#### What the task asks
Collect all lines containing the word "instance" from the data.

Records excerpted from a collection
= = = = =
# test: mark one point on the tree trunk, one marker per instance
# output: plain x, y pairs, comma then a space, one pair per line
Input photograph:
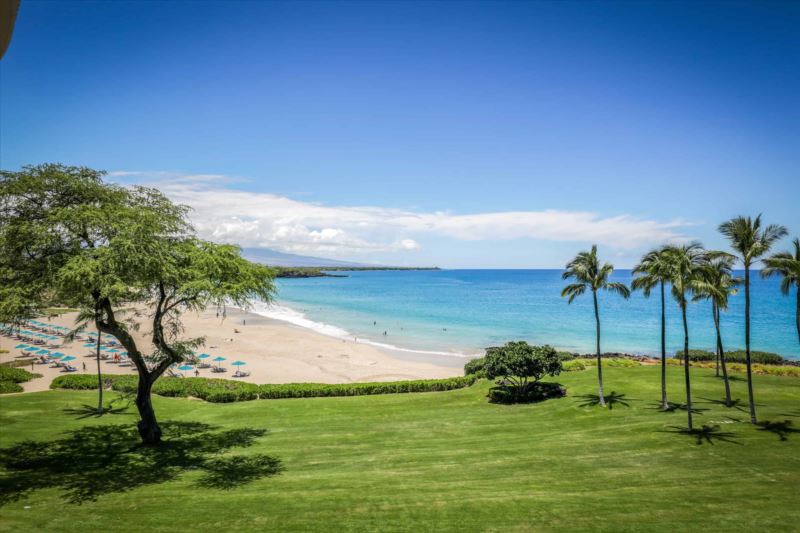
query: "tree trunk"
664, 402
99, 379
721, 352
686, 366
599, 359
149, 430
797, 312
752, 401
= = = = =
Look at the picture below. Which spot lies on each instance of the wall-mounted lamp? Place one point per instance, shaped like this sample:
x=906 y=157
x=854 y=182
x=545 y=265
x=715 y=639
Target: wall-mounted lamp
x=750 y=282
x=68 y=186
= = = = =
#### Solution to this problem
# test: mark one point on the tree trunk, one marker per instance
Look at the picture below. Which spot lies on each instance of the wall-mounted lamp? Place one point per instance, shaped like this sample:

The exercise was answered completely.